Content starts
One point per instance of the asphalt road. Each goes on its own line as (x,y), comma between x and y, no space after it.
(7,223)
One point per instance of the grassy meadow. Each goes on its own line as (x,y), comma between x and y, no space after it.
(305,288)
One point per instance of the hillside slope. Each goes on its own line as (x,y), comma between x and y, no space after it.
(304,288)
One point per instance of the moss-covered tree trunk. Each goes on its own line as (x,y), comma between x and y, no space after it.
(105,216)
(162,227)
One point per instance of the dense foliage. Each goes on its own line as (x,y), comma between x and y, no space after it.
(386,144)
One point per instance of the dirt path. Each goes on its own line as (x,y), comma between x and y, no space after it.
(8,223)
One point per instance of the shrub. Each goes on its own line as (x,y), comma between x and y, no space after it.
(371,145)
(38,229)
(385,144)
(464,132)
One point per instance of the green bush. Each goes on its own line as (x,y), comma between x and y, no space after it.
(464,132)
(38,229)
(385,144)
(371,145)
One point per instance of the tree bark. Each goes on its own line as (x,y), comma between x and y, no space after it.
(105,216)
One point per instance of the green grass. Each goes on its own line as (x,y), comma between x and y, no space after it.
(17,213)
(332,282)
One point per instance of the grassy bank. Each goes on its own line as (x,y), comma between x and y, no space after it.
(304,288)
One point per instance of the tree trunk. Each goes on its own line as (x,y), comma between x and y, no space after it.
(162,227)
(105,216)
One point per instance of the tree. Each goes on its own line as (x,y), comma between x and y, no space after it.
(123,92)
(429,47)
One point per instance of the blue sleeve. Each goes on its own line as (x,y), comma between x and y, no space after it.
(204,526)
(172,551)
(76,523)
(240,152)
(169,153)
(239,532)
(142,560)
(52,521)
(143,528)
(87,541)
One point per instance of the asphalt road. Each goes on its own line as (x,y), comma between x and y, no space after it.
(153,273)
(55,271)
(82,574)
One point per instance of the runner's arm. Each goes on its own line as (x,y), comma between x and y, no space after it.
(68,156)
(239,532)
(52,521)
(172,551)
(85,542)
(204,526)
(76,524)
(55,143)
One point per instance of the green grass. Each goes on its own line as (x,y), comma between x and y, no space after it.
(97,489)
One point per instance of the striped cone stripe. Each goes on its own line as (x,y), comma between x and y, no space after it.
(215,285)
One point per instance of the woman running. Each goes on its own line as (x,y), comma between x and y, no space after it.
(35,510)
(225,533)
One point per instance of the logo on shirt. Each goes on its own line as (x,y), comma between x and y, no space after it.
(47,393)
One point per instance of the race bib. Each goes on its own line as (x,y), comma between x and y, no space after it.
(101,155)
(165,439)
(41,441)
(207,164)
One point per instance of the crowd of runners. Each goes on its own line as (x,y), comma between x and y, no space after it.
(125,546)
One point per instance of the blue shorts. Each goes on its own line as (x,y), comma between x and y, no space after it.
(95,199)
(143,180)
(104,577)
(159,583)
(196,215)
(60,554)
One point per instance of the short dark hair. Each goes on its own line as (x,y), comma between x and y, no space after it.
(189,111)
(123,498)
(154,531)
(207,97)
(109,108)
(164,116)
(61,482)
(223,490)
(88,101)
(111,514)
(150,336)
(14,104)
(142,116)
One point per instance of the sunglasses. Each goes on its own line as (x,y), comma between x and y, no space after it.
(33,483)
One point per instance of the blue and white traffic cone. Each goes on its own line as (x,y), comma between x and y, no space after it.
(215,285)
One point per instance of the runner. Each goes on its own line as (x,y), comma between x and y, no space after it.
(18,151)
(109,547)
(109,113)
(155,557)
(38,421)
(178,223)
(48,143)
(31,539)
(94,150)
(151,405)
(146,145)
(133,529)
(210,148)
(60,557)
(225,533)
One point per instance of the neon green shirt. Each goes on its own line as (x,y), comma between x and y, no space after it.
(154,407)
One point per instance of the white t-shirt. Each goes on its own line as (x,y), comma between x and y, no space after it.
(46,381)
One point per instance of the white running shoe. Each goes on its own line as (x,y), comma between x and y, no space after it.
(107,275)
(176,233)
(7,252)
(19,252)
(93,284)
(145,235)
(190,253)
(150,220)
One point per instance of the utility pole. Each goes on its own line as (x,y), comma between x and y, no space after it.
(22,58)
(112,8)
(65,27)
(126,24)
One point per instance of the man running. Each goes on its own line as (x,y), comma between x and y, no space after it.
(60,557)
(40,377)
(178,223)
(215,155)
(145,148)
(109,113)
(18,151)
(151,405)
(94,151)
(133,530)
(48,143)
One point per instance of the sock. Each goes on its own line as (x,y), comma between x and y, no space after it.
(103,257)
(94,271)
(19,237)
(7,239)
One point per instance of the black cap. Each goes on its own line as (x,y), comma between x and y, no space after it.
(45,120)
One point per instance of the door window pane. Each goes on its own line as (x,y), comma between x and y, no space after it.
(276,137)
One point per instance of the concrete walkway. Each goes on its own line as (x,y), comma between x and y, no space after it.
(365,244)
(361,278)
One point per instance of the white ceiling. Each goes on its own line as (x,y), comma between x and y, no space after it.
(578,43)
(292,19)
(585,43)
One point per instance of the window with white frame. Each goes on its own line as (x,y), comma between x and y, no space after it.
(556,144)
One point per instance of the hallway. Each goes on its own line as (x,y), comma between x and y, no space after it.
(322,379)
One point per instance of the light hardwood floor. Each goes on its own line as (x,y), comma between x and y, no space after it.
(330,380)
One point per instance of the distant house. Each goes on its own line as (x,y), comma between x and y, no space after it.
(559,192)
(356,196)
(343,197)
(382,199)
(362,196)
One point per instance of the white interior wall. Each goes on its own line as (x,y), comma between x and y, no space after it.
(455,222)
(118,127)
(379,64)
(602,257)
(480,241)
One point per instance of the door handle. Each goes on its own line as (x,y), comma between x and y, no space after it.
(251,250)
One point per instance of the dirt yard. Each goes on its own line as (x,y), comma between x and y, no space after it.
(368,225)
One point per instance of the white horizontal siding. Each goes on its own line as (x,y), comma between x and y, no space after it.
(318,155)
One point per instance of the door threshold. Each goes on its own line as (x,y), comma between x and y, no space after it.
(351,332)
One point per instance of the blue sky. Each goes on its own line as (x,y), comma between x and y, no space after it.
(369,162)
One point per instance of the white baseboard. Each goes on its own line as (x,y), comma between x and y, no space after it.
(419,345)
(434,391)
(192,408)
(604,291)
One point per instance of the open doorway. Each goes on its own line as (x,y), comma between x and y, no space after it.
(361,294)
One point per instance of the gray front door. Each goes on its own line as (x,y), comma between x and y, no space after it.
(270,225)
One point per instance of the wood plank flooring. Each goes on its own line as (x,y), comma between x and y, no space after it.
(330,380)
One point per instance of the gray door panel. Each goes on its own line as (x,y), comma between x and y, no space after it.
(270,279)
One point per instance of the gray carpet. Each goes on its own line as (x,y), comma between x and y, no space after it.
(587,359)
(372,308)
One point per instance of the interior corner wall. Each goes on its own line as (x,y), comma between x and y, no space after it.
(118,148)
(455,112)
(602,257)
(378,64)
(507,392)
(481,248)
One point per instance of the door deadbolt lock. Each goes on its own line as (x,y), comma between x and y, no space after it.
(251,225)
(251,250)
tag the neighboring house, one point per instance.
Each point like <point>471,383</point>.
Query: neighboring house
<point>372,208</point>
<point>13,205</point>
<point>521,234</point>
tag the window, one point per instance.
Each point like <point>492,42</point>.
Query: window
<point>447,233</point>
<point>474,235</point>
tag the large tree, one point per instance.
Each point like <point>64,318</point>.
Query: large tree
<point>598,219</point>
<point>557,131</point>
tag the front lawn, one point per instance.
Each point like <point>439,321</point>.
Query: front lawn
Content ends
Your task is to restate every record exactly.

One point per instance of the asphalt road. Each goes on its own line as (x,y), comma between x and y, no space after it.
(7,223)
One point per instance of the grassy meadow. Each goes on its own line as (x,y), comma between x and y, no space after it.
(305,288)
One point per instance of the hillside slope. Each goes on its own line as (x,y), comma between x and y, no space after it.
(304,288)
One point per instance of the moss-covered tree trunk. Each goes on its own line as (x,y), comma between x and y, no space after it.
(105,216)
(162,227)
One point per instance of the dense foliage. Each goes on its own line as (x,y), comma between x and y, no space after it.
(386,144)
One point per instance of the dirt path. Each goes on its own line as (x,y), comma between x and y, no space after it.
(8,223)
One point per instance of the shrub. Each goes on its own line as (x,y), comma between x and y, no space after it.
(371,145)
(38,229)
(385,144)
(464,132)
One point per instance of the green bush. Each goes on its own line as (x,y), comma between x and y, no space after it.
(464,132)
(38,229)
(385,144)
(371,145)
One point per instance of the tree bark. Each goes on its own line as (x,y), comma between x and y, no space after it.
(105,216)
One point per instance of the green grass. Each goes on its own line as (x,y), comma between x and y, no space after it.
(17,213)
(332,282)
One point per instance of the grassy bank. Each goes on its own line as (x,y), comma between x and y, no space after it.
(304,288)
One point per instance of the tree trunk. Each goes on its own line as (x,y), comma between x and y, no space after it.
(162,227)
(105,216)
One point per instance of the tree. Each goes on its own line as (x,y), comma between x and y, no space after it.
(123,92)
(429,47)
One point per instance of the blue sleeve. Each goes on its own line as (x,y), comma between x and y, no space after it.
(204,526)
(172,551)
(76,523)
(240,152)
(169,153)
(239,532)
(142,560)
(52,521)
(143,528)
(87,541)
One point per instance of the asphalt road. Each goes on its own line as (x,y), comma between x and y, no space after it.
(153,273)
(55,271)
(82,574)
One point per instance of the runner's arm. Each goes on its own line as (x,y), comma between x and y, no space after it.
(68,156)
(239,532)
(52,521)
(172,551)
(85,542)
(204,526)
(76,524)
(55,143)
One point per instance of the green grass. Each goes on its own line as (x,y), comma between x and y, no space after it.
(97,489)
One point per instance of the striped cone stripe. Each goes on its own line as (x,y), comma between x and y, no space after it.
(215,285)
One point per instance of the woman running. Each goes on its own line as (x,y), comma between x and y, no space after it.
(35,510)
(225,533)
One point per instance of the logo on shirt. Each goes on its own line as (x,y), comma between x and y, no space after it.
(47,393)
One point per instance of the race bib. Each goes on its own line as (x,y), comma between x and y, no space after it.
(101,155)
(165,439)
(41,441)
(207,164)
One point per instance of the crowd of runners. Each goes on its own line as (x,y), comma between x and y, no space after it.
(125,546)
One point per instance of the blue shorts. Each goes on its own line as (x,y), comma between x and y, no space after it.
(95,199)
(143,180)
(104,577)
(159,583)
(196,215)
(60,554)
One point per instance of the short dark hair. Each goes on its own line as (x,y), comma between x and y, no space after it.
(189,111)
(123,498)
(154,531)
(207,97)
(109,108)
(164,116)
(61,482)
(223,490)
(88,101)
(111,514)
(150,336)
(14,104)
(142,116)
One point per instance of the sunglasses. Each goes on its own line as (x,y), comma between x and y, no space after it.
(33,483)
One point per instance of the blue and white traffic cone. Each goes on its own line as (x,y), comma between x and y, no space after it.
(215,285)
One point per instance of the runner. Each goes on its own line as (x,y), comma between x and y, no space after it.
(18,151)
(109,547)
(109,113)
(155,557)
(38,421)
(178,223)
(48,143)
(31,539)
(94,150)
(151,405)
(146,145)
(133,529)
(210,148)
(60,557)
(225,533)
One point per instance of the neon green shirt. Each goes on its own line as (x,y), comma between x and y, no space after it.
(154,407)
One point per instance of the white t-shirt. Each goes on its own line as (x,y), comma between x and y, no space after it.
(46,381)
One point per instance of the white running shoe. Each goes on its own line as (x,y), comma between x and y, no space after it.
(107,275)
(176,233)
(7,252)
(19,252)
(93,284)
(145,235)
(190,253)
(150,220)
One point per instance of the utility pole. Each goes on its own line as (x,y), comma between x and y, no space after it.
(22,58)
(112,8)
(65,27)
(126,24)
One point per instance of the man running. Each goes on its own line as (x,y), comma between x and y, no space after it.
(60,557)
(40,377)
(178,223)
(215,155)
(145,148)
(109,113)
(18,151)
(151,405)
(94,151)
(133,530)
(48,143)
One point per instance of the sock. Each goes on its own line as (x,y), comma between x and y, no space after it.
(103,257)
(94,271)
(19,237)
(7,239)
One point per instance of the black cap. Each goes on its own line as (x,y), comma between x and y, no space after it.
(45,120)
One point per instance of the door window pane. Each goes on its own line as (x,y), comma between x and y, no space after it.
(276,137)
One point per instance of the concrete walkway. Each goes on its own line as (x,y), comma between x and y, no space after it.
(365,244)
(361,278)
One point per instance of the white ceiling. Each goes on its own line as (x,y), comma between x and y, no space after it.
(578,43)
(292,19)
(585,43)
One point per instance of the window with white frame. Each goes on its own line as (x,y), comma between x and y, no space after it.
(556,144)
One point per instance of the hallway. Each goes on its own line as (x,y), comma between x and y, no space after it.
(322,379)
One point per instance of the light hardwood floor. Each goes on its own line as (x,y), comma between x and y, no space after it.
(330,380)
One point per instance of the distant house. Each goes on its own line as (x,y), comma between x and y, no space after it.
(559,192)
(356,196)
(343,197)
(382,199)
(362,196)
One point per instance of the white interior wall. Each goes on its own line as (x,y), comma between x and y, no space after it.
(455,222)
(118,127)
(379,64)
(602,257)
(480,241)
One point per instance of the door handle. Each goes on its own line as (x,y), comma between x and y, no space after it.
(251,250)
One point per instance of the dirt yard. Each goes on its own line as (x,y), comma between x and y, no space after it.
(368,225)
One point per instance of the white horizontal siding. Each goes on its own line as (x,y), comma between x and y, no space after it.
(318,155)
One point per instance of the door threshold. Each goes on its own line as (x,y), comma between x and y, no space after it.
(351,332)
One point per instance of the blue sky. Each goes on its own line as (x,y), comma between x and y, no space after it.
(369,162)
One point per instance of the white baseboard. Each goes on its own line as (x,y), comma between x and y, no space after it.
(419,345)
(434,391)
(192,408)
(604,291)
One point per instance of the open doorway. Each goes on its own line as (x,y), comma between x and y, no space after it.
(361,294)
One point per instance of the gray front door. Each goes on its own line as (x,y), comma between x and y, no space after it.
(270,225)
One point per instance of the wood plank flooring. Each goes on its own line as (x,y), comma between x and y, no space after it.
(330,380)
One point per instance of the gray door panel. Each goes on its own line as (x,y), comma between x and y, no space after it.
(270,279)
One point per instance of the gray carpet. Each goes on its own line as (x,y), comma between x and y, no space after it.
(587,359)
(372,308)
One point per instance of the interior corner wall. Each goes on its own line as (x,y), comma between x and y, no space after it.
(118,148)
(455,112)
(602,257)
(378,64)
(507,392)
(481,248)
One point per instance of the door deadbolt lock. Each goes on its own line as (x,y), comma between x and y, no space after it.
(251,225)
(251,250)
tag the neighboring house, one point per instance.
Each point like <point>471,383</point>.
Query: neighboring house
<point>372,208</point>
<point>13,205</point>
<point>521,234</point>
tag the window, one point per instance.
Each point like <point>492,42</point>.
Query: window
<point>447,233</point>
<point>474,235</point>
tag the large tree, one point per instance.
Each point like <point>64,318</point>.
Query: large tree
<point>598,219</point>
<point>557,131</point>
tag the front lawn, one point per instance.
Each point like <point>439,321</point>.
Query: front lawn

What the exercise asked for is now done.